▶ _PROMPT_
Write out the biuret protein assay text word for word, from "2.         Add one" up to and including "each tube respectively.".

▶ _SUPPLIED TEXT_
══════════════════════════════

Protein standard (20 mg/mL)                                   0.1 M NaOH 

Spectrophotometer                                        1000 mL Graduated Cylinder

Biuret reagent (about 100 mL per assay)*  Balance (to weigh egg)

Egg                                                                             1000 mL beaker

Pipettes and pipette bulbs                             Test tubes

*Dissolve 2.25 g NaK Tartrate (tartaric acid can be substituted) in 100 mL of 0.2 M NaOH.  Add 0.75 g CuSO₄-5H₂O and dissolve.  Add 1.25 g KI and dissolve.  Dilute to 250 ml.  Works best with distilled water.

Procedure

Initial preparation of sample:

1.         Collect the necessary materials.  Weigh the egg and record the information.

2.         Crack the egg and separate the white into a previously weighed (tared) 1000 mL beaker.  Weigh the beaker and the egg white and record the weight.  Add approximately 250 mL of the 0.1 M NaOH.

3.         Transfer the diluted egg white to the 1000 mL graduated cylinder and dilute the egg white to exactly 1000 mL using 0.1 M NaOH (be careful because NaOH is caustic - like Draino).  Stir until the protein dissolves into a clear solution.

Preparation of standard curve:

1.         Obtain and clean six test tubes.  Label one test tube the blank and the remainder one through five.

2.         Add one ml of water to the blank.  Then to each of the tubes numbered one through five add 0.2, 0.4, 0.6, 0.8 and 1.0 mL of the protein standard solution (10 mg/mL protein) to each tube respectively.

3.         Make the volume in tubes one through five up to 1.0 mL by adding 0.8, 0.6, 0.4 and 0.2 mL of water to tubes one though four.

4.         Add 5.0 mL of the biuret reagent to each test tube and mix.

5.         Allow tube to stand for 10 minutes at room temperature and then read result in spectrophotometer

6.         Graph results of concentration (horizontal) vs. absorbance (vertical).

Treatment of sample:

1.         Obtain and clean four test tubes and label A1, A2, A3, and B1, B2, B3.  Place 0.5 mL of sample in the "A" tubes and 1.0 mL of sample in the "B" tubes.  Make up the volume in the "A" tubes to 1.0 mL with water.

2.         Add 5.0 mL of the biuret reagent supplied by your teacher to each test tube and mix carefully by tapping the bottom of the test tube.

3.         Allow tube to stand for 10 minutes at room temperature and then read result in spectrophotometer.

══════════════════════════════

▶ _PROVIDED DATA_
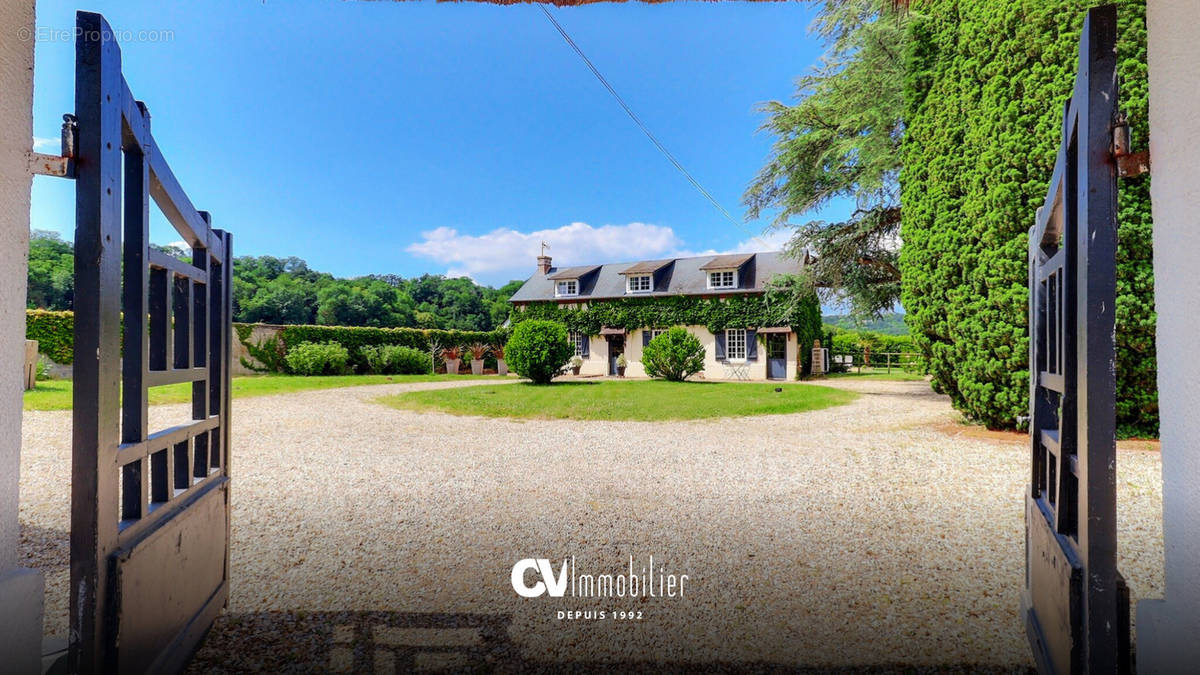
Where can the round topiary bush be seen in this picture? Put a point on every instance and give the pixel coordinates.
(675, 356)
(318, 358)
(538, 350)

══════════════════════════════

▶ _RESULT BELOW_
2.         Add one ml of water to the blank.  Then to each of the tubes numbered one through five add 0.2, 0.4, 0.6, 0.8 and 1.0 mL of the protein standard solution (10 mg/mL protein) to each tube respectively.